# [Task description]
State the number of lines in the entries below where the string "strap" occurs, and omit everything else.

-=-=-

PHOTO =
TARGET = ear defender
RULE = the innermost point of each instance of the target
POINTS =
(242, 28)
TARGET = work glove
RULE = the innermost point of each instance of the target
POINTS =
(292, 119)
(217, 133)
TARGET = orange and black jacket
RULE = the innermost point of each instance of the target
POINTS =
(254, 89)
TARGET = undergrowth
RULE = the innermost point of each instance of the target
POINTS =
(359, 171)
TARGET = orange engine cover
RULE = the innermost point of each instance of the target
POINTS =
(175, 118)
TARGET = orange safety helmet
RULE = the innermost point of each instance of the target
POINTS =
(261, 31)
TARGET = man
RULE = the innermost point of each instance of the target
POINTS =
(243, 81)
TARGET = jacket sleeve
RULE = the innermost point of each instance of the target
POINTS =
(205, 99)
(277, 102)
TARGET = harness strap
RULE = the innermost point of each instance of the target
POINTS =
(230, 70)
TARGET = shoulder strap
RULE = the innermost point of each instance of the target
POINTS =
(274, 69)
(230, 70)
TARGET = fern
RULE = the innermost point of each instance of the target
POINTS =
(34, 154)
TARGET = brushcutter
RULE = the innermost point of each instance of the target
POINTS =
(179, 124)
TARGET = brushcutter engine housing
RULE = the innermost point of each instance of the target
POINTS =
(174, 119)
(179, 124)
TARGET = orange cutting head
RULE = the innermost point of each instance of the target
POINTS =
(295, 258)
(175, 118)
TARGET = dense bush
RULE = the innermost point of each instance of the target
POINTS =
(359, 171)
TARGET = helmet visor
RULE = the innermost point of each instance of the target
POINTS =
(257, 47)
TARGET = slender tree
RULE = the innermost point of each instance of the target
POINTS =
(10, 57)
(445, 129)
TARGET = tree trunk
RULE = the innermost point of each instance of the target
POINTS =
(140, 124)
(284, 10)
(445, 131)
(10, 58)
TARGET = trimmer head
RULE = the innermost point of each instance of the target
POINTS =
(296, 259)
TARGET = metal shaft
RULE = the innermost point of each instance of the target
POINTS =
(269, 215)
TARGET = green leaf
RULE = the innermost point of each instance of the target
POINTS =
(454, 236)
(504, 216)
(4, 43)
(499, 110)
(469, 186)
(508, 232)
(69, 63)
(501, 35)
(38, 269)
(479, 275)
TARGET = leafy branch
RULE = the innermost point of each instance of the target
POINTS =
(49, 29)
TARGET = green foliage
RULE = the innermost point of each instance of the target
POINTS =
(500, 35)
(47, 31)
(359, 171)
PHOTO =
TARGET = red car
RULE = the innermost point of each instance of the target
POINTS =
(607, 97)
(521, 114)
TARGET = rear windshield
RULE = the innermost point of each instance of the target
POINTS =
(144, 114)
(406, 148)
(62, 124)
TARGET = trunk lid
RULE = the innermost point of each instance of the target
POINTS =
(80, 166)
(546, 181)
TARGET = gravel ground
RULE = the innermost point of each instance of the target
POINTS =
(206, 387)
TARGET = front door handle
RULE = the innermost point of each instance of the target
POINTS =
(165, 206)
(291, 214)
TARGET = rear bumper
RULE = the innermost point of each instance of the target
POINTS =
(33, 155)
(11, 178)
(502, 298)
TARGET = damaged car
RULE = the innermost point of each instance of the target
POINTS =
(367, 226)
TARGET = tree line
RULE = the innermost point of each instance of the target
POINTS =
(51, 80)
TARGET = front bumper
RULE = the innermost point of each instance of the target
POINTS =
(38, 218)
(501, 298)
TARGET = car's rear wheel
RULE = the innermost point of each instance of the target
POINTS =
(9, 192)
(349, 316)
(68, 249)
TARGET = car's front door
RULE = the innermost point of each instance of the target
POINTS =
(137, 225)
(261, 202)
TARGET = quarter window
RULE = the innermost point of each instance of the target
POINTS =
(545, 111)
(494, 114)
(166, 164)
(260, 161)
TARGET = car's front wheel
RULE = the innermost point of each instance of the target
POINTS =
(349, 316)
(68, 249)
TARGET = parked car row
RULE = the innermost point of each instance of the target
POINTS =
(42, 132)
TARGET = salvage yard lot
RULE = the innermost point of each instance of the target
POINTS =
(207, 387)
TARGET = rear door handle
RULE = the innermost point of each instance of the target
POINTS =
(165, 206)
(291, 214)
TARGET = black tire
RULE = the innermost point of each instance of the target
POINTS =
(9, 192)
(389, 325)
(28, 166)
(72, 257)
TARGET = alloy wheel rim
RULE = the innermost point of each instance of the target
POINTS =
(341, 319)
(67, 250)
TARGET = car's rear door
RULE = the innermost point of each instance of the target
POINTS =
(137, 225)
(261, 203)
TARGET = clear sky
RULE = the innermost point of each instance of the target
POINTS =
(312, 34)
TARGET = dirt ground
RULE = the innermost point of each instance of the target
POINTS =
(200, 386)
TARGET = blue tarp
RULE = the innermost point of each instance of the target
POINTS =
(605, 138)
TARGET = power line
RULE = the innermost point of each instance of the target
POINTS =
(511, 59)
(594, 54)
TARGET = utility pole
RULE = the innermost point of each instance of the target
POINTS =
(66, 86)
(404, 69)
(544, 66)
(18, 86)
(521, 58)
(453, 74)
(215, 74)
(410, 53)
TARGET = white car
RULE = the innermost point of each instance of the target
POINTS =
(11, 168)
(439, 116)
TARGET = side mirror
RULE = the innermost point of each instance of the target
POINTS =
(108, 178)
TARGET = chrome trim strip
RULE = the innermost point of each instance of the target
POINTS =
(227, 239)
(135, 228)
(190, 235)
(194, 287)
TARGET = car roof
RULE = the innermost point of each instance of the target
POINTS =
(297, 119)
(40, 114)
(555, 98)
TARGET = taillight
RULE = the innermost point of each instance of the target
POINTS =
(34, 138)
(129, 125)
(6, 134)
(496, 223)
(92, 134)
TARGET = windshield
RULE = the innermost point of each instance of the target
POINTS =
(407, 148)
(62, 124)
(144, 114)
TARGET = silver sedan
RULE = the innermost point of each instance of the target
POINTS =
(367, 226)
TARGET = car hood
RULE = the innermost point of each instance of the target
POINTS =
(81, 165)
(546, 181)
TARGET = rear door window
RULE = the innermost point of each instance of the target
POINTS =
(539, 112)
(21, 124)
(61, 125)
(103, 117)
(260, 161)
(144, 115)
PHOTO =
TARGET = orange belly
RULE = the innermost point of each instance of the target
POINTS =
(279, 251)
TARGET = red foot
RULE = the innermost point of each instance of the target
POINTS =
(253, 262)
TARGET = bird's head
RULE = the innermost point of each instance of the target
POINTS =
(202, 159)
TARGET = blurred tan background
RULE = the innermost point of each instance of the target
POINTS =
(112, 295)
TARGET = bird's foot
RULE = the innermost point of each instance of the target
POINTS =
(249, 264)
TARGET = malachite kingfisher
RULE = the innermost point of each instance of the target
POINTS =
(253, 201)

-=-=-

# [Answer box]
2